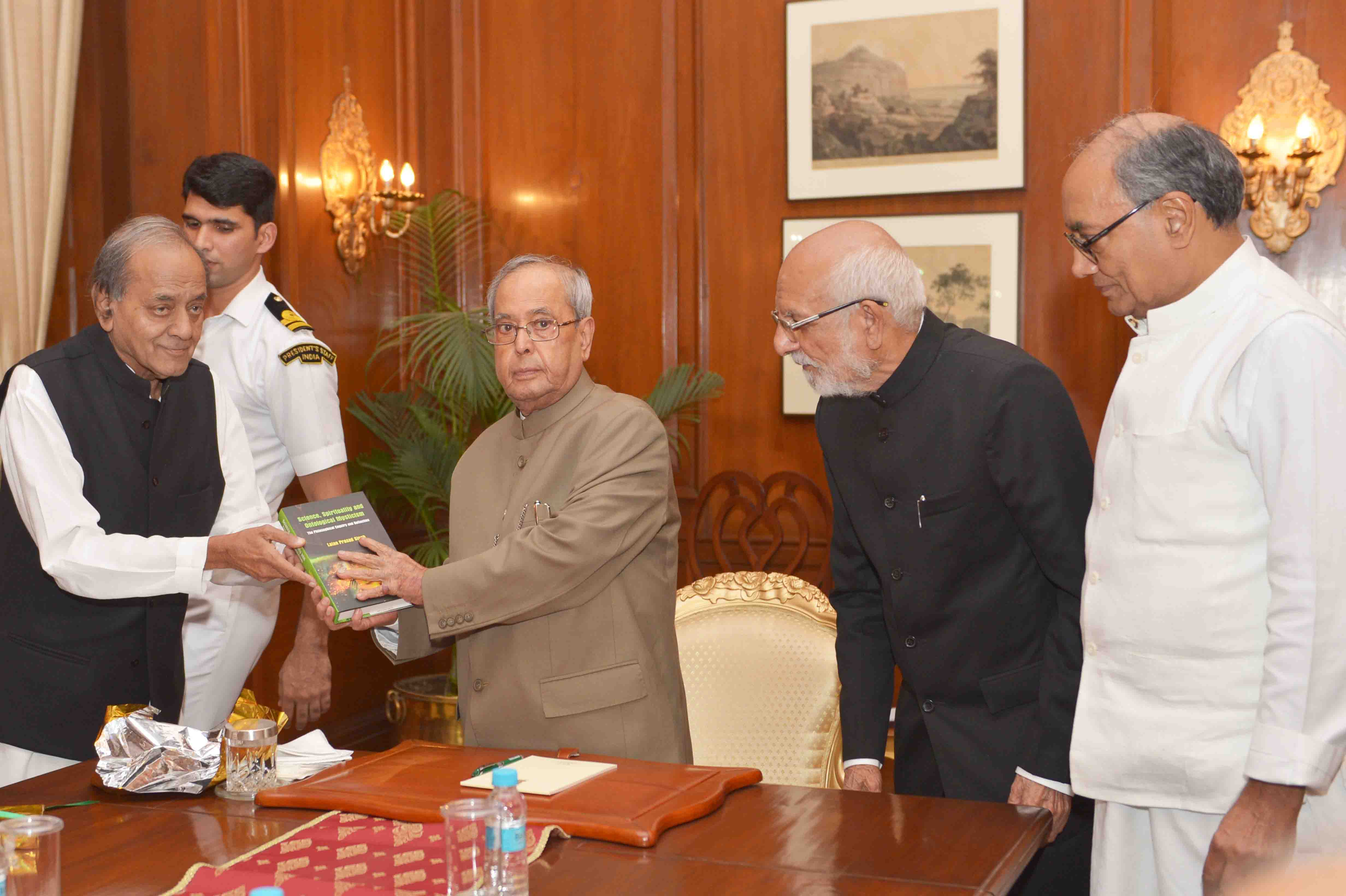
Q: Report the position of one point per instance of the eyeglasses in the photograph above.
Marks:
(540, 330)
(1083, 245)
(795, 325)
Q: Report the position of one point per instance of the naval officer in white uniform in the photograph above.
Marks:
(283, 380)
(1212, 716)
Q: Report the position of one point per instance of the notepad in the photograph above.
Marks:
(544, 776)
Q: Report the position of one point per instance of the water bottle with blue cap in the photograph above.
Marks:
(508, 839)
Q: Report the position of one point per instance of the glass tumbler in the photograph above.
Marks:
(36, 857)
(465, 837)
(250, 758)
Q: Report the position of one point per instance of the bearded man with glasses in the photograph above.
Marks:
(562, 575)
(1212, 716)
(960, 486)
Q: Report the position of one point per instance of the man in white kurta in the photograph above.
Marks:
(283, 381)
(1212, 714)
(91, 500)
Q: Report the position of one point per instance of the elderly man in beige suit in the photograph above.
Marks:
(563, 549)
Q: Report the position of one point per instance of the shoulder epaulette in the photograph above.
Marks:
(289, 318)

════

DESCRIPTION OF THE TASK =>
The total of lines in the data that contain "above" is all you should give.

THE ANSWER =>
9